◆ **GIVEN PROBLEM**
How many lines in the data below contain the string "white"? Matches are case-sensitive, and the reply should be only the number.

◆ **EXERCISE DATA**
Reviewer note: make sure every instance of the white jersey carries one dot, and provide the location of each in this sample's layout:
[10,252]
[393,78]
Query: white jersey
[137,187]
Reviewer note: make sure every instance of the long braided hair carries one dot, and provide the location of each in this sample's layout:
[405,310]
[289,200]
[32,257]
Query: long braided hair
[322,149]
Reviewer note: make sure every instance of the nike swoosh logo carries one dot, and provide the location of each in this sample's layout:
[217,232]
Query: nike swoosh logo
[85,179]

==

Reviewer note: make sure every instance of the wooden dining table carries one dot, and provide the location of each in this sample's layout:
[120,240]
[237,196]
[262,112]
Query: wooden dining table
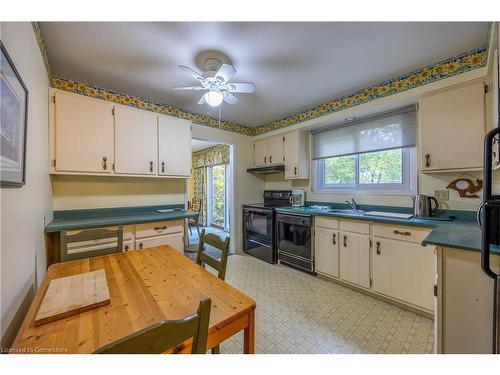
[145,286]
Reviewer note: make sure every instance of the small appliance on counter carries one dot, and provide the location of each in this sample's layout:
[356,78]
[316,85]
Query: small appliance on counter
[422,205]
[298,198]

--

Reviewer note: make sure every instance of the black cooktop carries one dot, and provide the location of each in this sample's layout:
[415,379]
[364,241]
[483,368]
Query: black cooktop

◆ **REPLY TO THE EXERCISE**
2